**Problem description**
Go through the data below and return each line where the string "rose" appears.

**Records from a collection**
◇ ◇ ◇ ◇ ◇ ◇ ◇
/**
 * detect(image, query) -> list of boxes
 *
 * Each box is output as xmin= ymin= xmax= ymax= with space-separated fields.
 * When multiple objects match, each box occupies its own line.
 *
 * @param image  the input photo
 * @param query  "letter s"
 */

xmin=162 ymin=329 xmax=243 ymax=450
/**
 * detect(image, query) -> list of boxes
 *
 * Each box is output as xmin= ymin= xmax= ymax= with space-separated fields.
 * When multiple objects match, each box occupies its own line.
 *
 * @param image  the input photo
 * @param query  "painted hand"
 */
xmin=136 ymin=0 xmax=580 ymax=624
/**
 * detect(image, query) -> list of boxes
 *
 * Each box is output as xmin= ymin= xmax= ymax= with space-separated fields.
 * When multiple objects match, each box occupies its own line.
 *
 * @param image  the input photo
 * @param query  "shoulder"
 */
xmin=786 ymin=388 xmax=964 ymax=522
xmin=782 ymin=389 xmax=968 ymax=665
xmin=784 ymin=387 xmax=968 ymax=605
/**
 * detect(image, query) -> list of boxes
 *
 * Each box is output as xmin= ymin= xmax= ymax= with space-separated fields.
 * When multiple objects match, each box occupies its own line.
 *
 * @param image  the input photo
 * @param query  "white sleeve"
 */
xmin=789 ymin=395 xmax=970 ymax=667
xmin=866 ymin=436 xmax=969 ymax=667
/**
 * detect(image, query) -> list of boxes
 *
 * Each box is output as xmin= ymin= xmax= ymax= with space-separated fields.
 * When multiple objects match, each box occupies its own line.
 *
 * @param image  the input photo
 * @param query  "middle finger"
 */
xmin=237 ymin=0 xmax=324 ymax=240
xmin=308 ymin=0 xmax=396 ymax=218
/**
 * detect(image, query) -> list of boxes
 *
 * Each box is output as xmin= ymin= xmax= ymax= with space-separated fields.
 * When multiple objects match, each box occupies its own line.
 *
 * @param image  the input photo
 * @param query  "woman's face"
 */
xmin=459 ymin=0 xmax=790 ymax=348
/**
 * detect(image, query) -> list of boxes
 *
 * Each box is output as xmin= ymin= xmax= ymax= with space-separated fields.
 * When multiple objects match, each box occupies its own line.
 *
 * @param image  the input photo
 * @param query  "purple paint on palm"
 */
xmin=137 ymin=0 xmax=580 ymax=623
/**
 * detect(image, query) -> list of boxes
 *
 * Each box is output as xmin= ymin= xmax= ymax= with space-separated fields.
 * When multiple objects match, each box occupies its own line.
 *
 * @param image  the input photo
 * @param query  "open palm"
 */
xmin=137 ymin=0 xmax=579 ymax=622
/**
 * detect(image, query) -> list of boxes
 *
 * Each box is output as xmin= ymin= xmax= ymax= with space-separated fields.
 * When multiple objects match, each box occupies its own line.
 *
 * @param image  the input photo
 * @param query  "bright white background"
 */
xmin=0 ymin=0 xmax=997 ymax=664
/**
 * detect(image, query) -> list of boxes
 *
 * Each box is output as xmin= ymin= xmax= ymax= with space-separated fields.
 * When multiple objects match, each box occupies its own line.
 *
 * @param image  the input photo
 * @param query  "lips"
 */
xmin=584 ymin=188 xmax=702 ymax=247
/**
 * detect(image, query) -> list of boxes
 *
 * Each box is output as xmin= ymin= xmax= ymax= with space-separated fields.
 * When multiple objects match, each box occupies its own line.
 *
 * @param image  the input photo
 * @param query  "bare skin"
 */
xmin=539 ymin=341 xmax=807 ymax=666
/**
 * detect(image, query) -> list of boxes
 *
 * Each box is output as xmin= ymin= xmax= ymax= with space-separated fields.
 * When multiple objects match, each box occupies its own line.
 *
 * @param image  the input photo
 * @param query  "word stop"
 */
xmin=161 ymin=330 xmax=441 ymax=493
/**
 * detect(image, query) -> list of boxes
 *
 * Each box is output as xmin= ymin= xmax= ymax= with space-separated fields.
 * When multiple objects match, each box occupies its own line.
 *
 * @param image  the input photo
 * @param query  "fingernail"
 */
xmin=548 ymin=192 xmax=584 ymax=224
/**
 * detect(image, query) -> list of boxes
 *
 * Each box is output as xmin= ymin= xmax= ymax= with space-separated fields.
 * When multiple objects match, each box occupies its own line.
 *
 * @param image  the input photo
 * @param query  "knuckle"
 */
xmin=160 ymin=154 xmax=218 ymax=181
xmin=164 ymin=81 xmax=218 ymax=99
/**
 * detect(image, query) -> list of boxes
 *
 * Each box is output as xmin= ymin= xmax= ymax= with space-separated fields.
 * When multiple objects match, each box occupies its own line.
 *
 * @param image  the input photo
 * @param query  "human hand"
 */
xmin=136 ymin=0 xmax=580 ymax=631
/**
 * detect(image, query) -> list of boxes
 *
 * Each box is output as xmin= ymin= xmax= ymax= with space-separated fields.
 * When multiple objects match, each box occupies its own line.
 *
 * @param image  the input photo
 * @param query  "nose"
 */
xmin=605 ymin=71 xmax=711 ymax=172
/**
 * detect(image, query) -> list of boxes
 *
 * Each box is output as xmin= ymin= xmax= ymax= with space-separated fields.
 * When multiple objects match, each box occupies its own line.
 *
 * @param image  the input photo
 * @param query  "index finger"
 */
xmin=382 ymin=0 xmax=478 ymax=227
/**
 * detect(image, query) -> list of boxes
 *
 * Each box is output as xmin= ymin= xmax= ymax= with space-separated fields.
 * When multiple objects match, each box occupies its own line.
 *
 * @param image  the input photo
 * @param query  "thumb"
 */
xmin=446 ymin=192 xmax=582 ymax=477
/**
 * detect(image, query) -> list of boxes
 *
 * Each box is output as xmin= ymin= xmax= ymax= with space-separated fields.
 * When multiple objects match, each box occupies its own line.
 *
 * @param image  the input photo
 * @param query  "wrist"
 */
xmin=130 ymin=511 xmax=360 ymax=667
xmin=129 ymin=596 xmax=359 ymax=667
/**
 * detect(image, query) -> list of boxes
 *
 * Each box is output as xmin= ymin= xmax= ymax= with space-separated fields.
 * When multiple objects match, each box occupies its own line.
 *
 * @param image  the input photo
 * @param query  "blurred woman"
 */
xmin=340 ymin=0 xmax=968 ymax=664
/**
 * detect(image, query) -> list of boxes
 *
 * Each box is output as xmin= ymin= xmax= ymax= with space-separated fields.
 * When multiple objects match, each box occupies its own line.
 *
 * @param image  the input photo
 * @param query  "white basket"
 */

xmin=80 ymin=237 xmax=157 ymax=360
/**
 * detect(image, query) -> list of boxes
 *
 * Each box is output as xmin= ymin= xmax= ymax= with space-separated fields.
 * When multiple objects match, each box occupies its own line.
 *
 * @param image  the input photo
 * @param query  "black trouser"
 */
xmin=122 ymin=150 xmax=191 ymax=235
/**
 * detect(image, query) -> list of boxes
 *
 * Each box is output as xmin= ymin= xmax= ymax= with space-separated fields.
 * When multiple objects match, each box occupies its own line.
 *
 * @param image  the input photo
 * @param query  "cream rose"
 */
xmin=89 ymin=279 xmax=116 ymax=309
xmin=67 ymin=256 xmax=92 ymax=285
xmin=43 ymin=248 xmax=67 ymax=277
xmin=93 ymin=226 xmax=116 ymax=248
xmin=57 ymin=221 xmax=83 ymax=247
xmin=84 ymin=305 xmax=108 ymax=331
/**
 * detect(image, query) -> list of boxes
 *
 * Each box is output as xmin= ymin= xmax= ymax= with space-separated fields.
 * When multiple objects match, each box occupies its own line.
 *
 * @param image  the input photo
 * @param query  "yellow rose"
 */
◇ ◇ ◇ ◇ ◇ ◇ ◇
**Final answer**
 * @param query  "cream rose"
 * @param query  "yellow rose"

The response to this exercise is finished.